[Point-per-instance localization data]
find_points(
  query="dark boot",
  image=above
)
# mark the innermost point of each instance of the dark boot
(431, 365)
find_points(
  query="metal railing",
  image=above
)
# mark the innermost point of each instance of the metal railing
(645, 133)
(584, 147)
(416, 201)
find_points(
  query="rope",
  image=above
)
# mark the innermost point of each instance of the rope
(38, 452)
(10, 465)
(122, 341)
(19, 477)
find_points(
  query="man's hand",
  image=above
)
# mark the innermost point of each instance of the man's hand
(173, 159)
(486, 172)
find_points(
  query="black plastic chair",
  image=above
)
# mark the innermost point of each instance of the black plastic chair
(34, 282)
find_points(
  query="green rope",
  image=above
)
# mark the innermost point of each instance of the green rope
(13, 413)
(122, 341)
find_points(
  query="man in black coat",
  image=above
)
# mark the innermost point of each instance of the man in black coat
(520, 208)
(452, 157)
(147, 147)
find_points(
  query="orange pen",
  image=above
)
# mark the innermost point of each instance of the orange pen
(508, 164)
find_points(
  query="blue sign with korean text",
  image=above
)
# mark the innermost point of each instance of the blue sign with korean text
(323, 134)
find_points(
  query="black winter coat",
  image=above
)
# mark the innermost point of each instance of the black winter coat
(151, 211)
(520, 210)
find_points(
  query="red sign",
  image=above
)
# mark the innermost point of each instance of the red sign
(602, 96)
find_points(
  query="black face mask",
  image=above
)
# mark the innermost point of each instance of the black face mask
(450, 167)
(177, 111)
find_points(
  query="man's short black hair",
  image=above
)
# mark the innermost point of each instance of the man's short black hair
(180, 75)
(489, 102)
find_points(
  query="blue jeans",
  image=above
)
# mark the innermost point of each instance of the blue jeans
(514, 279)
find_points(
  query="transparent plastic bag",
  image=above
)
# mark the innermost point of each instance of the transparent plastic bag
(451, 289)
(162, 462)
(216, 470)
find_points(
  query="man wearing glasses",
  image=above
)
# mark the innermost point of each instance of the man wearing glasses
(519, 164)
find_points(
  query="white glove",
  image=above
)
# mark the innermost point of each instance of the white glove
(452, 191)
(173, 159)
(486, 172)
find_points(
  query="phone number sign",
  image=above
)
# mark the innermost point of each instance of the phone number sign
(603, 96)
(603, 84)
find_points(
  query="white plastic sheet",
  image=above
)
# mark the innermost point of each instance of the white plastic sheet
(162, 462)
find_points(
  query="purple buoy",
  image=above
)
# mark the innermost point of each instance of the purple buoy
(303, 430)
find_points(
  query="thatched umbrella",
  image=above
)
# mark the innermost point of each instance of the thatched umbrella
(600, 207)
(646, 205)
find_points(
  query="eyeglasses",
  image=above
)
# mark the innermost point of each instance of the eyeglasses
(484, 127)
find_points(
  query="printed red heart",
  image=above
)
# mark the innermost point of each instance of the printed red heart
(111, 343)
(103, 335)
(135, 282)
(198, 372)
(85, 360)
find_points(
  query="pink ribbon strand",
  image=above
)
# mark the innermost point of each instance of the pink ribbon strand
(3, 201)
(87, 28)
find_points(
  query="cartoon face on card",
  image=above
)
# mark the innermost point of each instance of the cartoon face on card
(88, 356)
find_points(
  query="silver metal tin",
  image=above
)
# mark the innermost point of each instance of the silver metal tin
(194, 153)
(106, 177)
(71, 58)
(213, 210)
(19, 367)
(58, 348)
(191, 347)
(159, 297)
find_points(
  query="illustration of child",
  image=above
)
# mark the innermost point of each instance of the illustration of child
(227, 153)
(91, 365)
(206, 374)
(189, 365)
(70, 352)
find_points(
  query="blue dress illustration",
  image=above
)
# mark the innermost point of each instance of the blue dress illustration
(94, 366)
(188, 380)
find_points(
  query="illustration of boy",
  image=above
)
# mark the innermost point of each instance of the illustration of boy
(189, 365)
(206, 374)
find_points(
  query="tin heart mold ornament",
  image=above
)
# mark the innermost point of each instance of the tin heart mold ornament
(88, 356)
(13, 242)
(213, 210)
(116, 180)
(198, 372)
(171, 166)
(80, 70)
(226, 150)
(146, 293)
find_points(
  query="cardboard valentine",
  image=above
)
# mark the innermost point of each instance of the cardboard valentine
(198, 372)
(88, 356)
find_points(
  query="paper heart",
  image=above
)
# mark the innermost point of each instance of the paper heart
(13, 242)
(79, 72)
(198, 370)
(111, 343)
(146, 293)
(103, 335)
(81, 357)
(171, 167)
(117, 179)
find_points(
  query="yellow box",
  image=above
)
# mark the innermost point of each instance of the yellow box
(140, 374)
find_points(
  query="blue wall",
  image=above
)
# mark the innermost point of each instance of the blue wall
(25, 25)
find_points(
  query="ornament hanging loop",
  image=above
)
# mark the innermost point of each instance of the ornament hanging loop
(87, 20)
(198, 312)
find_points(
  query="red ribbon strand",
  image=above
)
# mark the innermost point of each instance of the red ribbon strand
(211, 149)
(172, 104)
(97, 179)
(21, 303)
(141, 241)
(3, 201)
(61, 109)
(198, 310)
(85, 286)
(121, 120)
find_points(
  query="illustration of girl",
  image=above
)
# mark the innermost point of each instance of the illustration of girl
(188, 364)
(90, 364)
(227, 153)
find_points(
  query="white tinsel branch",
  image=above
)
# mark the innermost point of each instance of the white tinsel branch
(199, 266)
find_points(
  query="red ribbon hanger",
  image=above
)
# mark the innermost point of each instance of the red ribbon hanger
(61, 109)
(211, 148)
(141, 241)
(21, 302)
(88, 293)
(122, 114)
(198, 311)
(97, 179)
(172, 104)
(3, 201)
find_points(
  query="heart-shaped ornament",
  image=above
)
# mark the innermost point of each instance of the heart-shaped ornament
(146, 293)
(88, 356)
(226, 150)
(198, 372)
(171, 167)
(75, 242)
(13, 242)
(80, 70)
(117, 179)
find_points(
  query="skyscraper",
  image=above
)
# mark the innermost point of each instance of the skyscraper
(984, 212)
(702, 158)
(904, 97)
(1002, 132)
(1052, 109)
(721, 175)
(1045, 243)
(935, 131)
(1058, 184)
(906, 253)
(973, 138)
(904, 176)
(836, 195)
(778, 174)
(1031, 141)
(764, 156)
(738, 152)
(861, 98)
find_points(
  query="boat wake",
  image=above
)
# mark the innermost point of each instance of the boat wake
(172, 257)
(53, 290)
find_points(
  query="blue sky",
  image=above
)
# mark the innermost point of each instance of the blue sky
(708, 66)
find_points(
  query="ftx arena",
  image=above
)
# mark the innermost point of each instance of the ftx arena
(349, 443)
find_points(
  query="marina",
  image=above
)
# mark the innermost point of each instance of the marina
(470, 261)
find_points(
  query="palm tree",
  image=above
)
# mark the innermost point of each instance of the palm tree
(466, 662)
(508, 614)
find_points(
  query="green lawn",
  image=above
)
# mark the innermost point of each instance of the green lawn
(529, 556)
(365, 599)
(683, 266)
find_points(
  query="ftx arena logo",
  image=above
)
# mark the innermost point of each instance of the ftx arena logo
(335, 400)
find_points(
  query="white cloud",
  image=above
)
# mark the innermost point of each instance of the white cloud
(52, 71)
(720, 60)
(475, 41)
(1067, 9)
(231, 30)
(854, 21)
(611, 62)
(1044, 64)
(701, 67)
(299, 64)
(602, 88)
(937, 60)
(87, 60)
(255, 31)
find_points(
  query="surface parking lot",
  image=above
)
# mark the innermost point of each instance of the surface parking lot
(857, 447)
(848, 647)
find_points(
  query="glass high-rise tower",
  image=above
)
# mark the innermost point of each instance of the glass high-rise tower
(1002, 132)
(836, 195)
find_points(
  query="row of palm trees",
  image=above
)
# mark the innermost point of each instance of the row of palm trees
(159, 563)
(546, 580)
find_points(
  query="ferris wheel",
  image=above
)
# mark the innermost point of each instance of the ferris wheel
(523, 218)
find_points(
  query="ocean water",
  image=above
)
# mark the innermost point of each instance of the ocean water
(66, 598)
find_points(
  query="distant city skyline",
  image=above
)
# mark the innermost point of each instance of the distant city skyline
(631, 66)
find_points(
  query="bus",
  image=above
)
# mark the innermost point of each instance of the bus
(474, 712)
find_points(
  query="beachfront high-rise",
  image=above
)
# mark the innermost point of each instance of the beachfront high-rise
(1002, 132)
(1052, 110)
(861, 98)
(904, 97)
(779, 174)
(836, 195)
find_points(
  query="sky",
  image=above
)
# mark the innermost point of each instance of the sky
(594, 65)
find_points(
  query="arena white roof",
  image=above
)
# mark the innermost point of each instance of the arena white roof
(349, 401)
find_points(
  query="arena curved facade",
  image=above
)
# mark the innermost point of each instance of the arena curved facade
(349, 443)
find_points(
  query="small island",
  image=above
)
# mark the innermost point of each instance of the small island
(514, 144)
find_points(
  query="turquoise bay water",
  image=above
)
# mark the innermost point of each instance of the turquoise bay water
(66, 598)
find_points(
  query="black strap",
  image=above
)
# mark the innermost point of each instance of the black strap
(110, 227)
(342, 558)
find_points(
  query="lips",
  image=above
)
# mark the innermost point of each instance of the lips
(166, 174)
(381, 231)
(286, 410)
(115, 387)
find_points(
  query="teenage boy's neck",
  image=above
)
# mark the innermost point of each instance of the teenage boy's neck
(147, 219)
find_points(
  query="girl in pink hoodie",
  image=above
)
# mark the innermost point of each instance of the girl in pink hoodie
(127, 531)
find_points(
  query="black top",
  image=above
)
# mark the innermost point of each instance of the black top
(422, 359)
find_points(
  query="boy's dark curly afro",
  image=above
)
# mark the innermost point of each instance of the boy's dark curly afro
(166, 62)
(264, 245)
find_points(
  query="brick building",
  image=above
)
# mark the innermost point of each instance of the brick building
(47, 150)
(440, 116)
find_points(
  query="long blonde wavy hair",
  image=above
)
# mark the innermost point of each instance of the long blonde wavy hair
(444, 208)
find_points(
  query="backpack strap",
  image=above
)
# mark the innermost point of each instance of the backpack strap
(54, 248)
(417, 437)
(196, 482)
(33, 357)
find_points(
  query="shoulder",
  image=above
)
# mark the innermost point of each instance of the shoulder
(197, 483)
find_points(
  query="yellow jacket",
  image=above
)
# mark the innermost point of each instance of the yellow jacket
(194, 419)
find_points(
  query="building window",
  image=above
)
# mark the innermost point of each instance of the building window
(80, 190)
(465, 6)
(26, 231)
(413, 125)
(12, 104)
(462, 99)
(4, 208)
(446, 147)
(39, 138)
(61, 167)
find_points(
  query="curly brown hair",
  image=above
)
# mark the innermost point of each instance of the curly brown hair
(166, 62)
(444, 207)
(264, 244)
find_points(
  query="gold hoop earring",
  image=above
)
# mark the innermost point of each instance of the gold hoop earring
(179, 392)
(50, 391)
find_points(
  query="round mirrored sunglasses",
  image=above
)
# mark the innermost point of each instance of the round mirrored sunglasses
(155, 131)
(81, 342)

§ PROBLEM TO WORK ON: Copy verbatim the span of lines that begins with the line holding "# mark the innermost point of each instance of the gold" and ends at the last line of the records.

§ RESPONSE:
# mark the innermost point of each instance of the gold hoop earring
(179, 392)
(50, 391)
find_points(
  query="round mirrored sunglasses",
  image=above
)
# mark the innermost point of each instance of the round mirrored sunglasses
(155, 131)
(81, 342)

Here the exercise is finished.